A month or so later, in March 2020, with lockdown underway, and travel banned, it became apparent that my carefully-laid plans for the rest of the year, which included a six-month trip around Europe with my family – each step of the painstakingly crafted trip detailed – would have to be abandoned. There was a sense of bafflement, but also a tinge of relief, as I took the calendar off the wall and placed it in the drawer. Now, everything I had anticipated, everything I thought I knew, no longer held ground. Over the weeks and months that followed, as it became increasingly clear that life wasn’t just going to slip back to normal and in that sudden loss of control, there was frustration and fear, but there was liberation, too. For if we could no longer rely on schools being open and there being a multitude of places to meet friends – or indeed the freedom to meet them anywhere – and if the structures that we rely on to keep us in place can no longer be relied on, there was suddenly the space to think about what I really wanted.
Making a break
It would be wrong to say that having ditched the calendar, I found myself free to consider what it is I really want from life, but psychologically, as well as practically, getting rid of it was significant. The calendar wasn’t the shackle, but it represented the things that were.
Despite for the past five years wanting and constantly discussing the idea of leaving London, where I grew up, to try something new, in the past it always felt too scary to warrant the risk. We had a good life: our children loved their school, we had friends, my career as ‘Charlotte Philby the novelist‘, was finally taking off. Besides, there was always too much else to do – too many variables to consider. Would the schools be good? Would we miss our friends too much? Would it be difficult to work somewhere else?

■ ■ ■

• **ACTION ITEM**:
Pick up the essay about abandoning travel plans during the 2020 lockdown and extend it beyond its final sentence. The listing comes from a separate, unrelated source.

• **EXCERPTED RECORDS**:
■ ■ ■

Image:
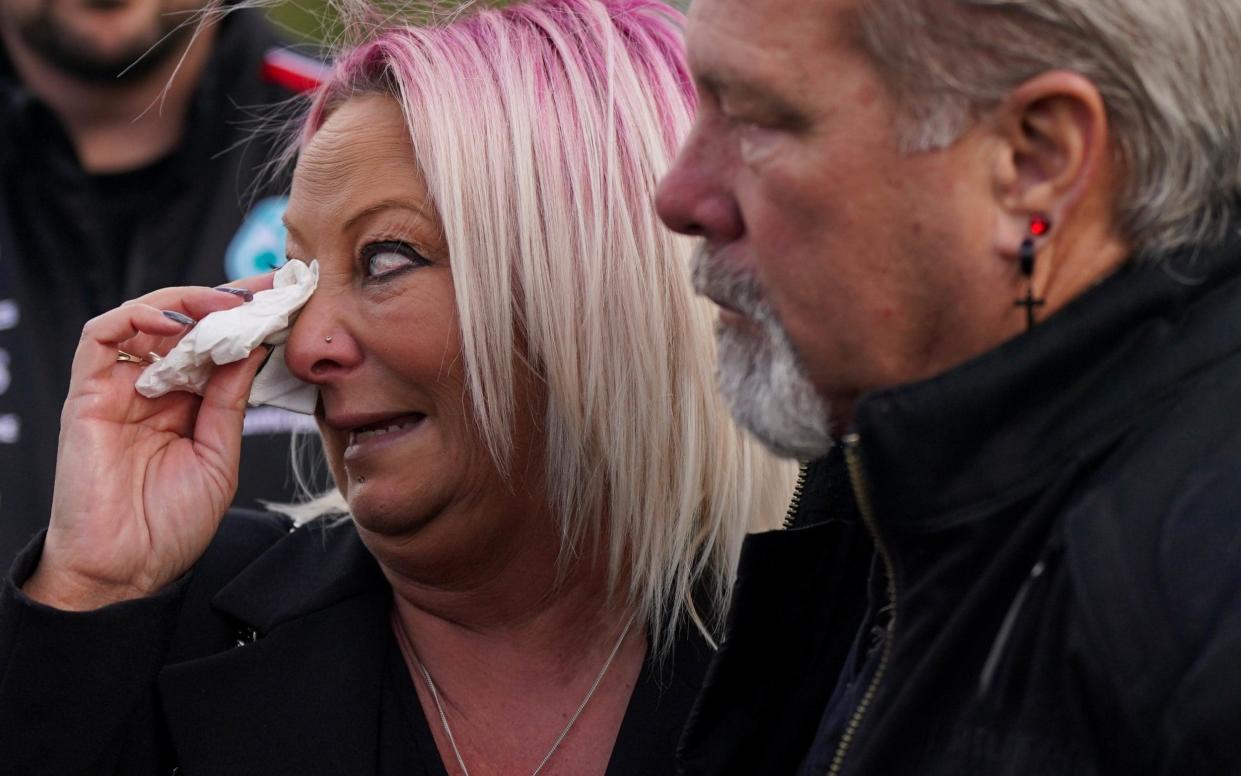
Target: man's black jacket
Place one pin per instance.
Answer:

■ ■ ■

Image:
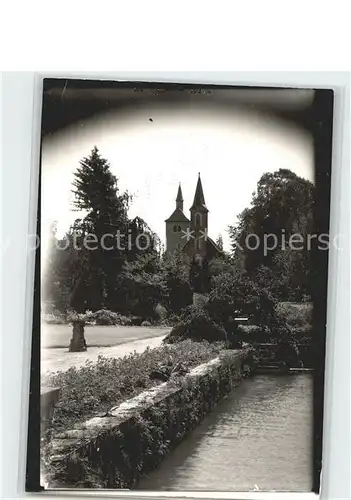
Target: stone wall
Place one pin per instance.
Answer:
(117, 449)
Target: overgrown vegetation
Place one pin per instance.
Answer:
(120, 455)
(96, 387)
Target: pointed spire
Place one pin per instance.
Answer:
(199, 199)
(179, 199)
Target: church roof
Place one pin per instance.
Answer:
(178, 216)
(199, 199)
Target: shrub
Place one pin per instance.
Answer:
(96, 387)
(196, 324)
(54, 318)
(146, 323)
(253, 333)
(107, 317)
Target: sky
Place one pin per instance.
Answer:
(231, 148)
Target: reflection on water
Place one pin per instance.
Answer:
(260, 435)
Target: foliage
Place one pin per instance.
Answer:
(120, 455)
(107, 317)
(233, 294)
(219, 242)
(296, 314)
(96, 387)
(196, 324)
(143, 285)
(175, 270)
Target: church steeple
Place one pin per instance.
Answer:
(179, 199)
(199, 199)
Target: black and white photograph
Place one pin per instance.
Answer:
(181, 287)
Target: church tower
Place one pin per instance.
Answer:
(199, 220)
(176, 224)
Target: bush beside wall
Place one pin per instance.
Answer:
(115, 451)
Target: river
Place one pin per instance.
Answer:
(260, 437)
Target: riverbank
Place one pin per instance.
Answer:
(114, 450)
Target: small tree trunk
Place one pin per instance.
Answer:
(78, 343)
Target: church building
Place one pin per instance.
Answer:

■ ■ ■

• **ANSWER FOR THE TASK**:
Then, over the past year, as the world as we knew it continued to crumble around us and it became clear that we couldn’t guarantee what our life would look like, wherever we were, the fear seemed to dissolve. In September, we put our house on the market, packed our three children into our car along with our essential possessions, rented a short-term two-bed flat in Bristol – chosen not so much at random as because it ticked certain boxes: a city, diverse, near lovely countryside and a port so we could easily escape when it was again possible – and put our children in a school that had space. We arrived on the Sunday evening, and they started school the following day, which was the first day of term after six months of homeschooling.
Three further moves later, and two months into our new permanent home in the city, there have been so many more surprises. I didn’t expect to have schools closing again, or to be in a new place unable to arrange play-dates for my kids. We never thought we’d be doing as much work to our new home as we are, whilst I’m trying to finish a fourth book. But within the chaos, I have found a degree of freedom. I am enjoying digging down into what we have, which is the here and now, and the ground beneath our feet.
As the world begins to open up again, I don’t intend to buy another calendar, or start mapping out my days again in the way I did before. Instead of filling every available moment with plans, I relish leaving space for what might be. Because however clearly we might map out our futures, fate will always have something else in store.